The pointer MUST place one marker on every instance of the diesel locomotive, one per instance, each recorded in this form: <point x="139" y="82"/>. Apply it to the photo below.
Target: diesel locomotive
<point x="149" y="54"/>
□ □ □
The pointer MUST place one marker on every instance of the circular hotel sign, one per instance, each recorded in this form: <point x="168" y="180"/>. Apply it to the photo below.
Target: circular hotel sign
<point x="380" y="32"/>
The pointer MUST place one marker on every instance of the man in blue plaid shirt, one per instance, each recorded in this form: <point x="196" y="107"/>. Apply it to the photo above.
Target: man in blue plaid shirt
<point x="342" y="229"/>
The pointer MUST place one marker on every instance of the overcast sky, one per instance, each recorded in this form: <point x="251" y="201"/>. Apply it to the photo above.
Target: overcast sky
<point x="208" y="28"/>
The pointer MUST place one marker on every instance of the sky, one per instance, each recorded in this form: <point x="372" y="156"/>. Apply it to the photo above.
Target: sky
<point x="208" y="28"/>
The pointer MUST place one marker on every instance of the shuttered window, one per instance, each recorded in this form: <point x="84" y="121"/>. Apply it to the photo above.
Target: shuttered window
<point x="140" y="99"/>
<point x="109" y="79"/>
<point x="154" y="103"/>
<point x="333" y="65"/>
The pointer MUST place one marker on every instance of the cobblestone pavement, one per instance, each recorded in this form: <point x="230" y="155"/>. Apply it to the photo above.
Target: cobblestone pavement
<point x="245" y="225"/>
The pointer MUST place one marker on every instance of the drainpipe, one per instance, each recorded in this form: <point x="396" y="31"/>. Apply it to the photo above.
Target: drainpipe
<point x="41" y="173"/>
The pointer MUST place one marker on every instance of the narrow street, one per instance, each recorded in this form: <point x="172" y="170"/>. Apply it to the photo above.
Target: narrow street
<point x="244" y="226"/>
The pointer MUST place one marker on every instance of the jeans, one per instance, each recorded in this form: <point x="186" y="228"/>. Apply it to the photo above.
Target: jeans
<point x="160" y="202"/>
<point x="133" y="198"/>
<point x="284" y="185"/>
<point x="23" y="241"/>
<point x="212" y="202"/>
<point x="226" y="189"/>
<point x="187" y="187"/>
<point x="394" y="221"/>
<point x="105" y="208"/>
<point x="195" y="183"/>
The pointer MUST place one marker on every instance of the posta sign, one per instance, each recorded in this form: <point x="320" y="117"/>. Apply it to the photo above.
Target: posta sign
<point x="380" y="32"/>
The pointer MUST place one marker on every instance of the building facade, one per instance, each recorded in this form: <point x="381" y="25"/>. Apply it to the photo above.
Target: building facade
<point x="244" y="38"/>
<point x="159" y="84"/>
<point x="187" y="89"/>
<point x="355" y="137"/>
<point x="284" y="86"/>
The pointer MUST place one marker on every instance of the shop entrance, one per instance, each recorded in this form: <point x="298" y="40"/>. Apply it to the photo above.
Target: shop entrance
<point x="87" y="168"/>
□ □ □
WHAT YOU ARE ASKED TO DO =>
Find each line in the records above that contains the word "diesel", and copy every such line in full. Only count matches with the same uppercase and lowercase letters.

THE SOLUTION =>
The pointer MUST place one marker on every instance of the diesel locomotive, one per instance, each recorded in this form: <point x="139" y="82"/>. Apply it to the photo below.
Target: diesel locomotive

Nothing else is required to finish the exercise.